審判請求日 : 令和1(2019)年 8月 26日
審判番号 : 2019-300656

■ 「徳川の紋章」異議事件
この事案を見て思い当たったのは「徳川の紋章」事件(異議2016-900059)です。この異議決定では概略以下のように認定し、4条1項15号に該当するものとして登録を取り消しています。
(1)引用使用標章は、水戸徳川家を表示する家紋ないし申立人を表示する標章として、著名なものであり、申立人(徳川ミュージアム)により管理されているものであって、本件商標の登録出願時には著名性を獲得していた。
(2)本件商標は、引用使用標章と極めて類似する商標ということができる。
(3)本件商標の指定商品等と申立人の業務に係る商品等との用途又は目的における関連性があり取引者及び需要者が共通する
(4)商標権者が本件商標をその指定商品又は指定役務に使用した場合には、これに接する取引者、需要者は、申立人が管理する著名な引用使用標章を連想・想起し、水戸徳川家ないし申立人と経済的若しくは組織的に何らかの関係を有する者の業務に係る商品又は役務であるかのように誤認し、その商品又は役務の出所について混同するおそれがあるものといわなければならない。

■ 佐賀藩の藩校「弘道館」
佐賀県のHPでは以下のように記されており、「弘道館」への誇りが伝わってきます。

__データ一覧__
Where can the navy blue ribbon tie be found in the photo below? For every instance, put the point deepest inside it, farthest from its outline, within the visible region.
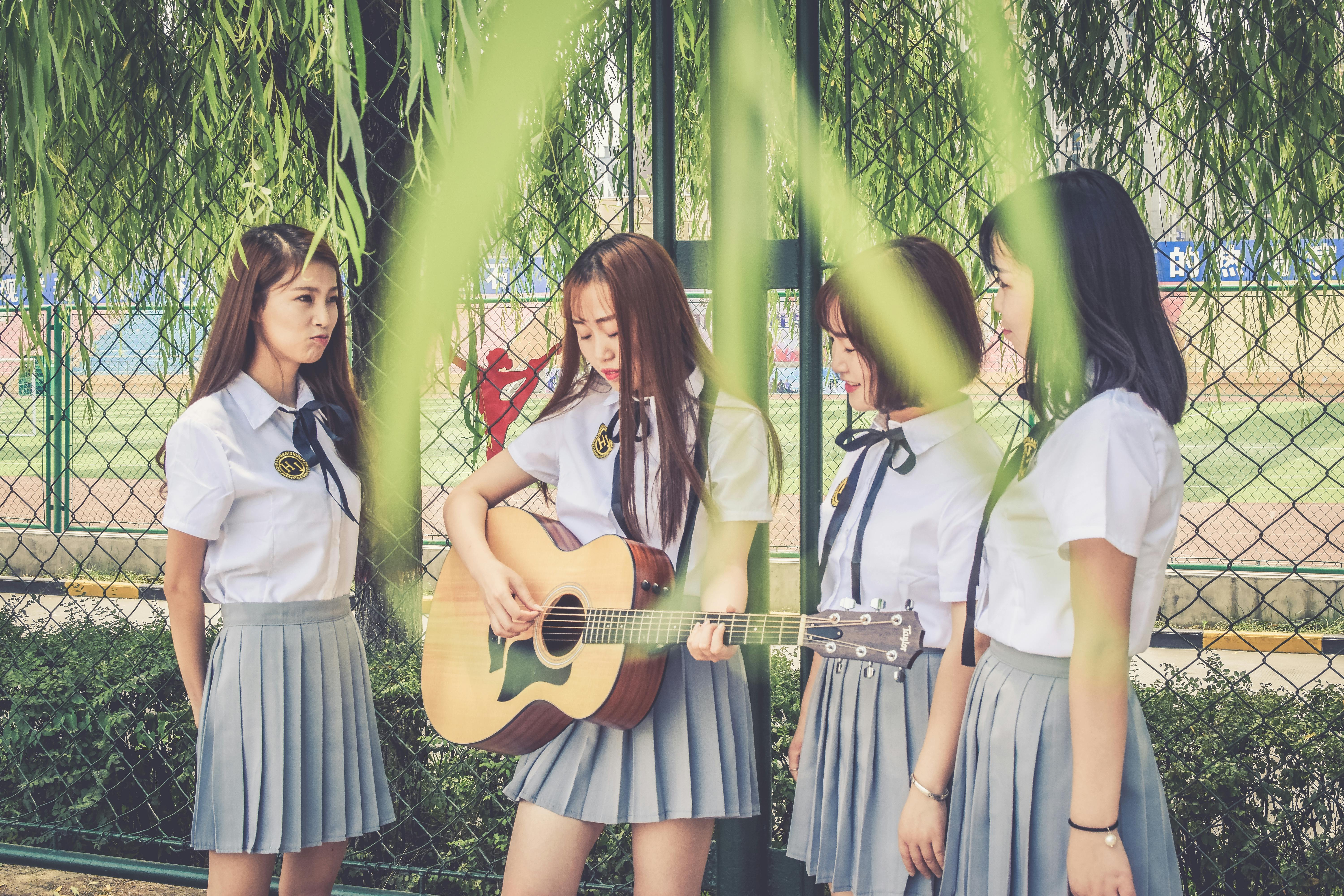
(311, 448)
(857, 440)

__問題__
提示文によると、「徳川の紋章」異議事件で本件商標の登録が取り消されたのはなぜか。

__解答__
異議決定が4条1項15号に該当すると判断したからである。引用使用標章は出願時にすでに著名で、本件商標はそれと極めて類似していた。さらに指定商品等と申立人の業務に係る商品等とが関連し、取引者・需要者も共通するため、出所について混同するおそれがあると認定された。